## [Records supplied]
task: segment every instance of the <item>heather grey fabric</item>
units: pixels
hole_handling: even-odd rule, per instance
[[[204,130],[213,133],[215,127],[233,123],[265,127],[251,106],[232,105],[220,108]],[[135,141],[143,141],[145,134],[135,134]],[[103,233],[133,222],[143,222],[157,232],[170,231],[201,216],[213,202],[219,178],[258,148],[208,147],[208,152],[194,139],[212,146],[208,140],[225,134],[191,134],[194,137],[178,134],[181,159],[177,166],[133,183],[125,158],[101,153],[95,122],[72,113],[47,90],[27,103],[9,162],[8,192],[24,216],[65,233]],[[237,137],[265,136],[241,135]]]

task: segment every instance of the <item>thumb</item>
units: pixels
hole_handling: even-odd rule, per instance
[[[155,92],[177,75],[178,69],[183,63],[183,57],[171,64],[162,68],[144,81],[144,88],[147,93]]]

## [Exercise details]
Please swap "pixels" for "px" throughout the records above and repeat them with every other part unchanged.

## [The answer]
task: segment every instance of the <item>heather grey fabric</item>
units: px
hole_handling: even-odd rule, per instance
[[[204,130],[213,133],[215,127],[233,123],[265,127],[251,106],[232,105],[220,108]],[[135,141],[143,141],[145,134],[135,134]],[[103,233],[133,222],[143,222],[157,232],[170,231],[201,216],[213,202],[219,178],[258,148],[208,147],[208,152],[194,139],[212,146],[208,140],[225,134],[191,134],[194,137],[178,134],[181,159],[177,166],[133,183],[125,158],[101,153],[95,122],[72,113],[47,90],[27,103],[9,162],[8,192],[24,216],[65,233]],[[237,137],[265,136],[241,135]]]

task: segment every instance of the <item>thumb</item>
units: px
hole_handling: even-odd rule, per instance
[[[155,92],[177,75],[178,69],[183,63],[183,57],[171,64],[162,68],[144,81],[144,88],[147,93]]]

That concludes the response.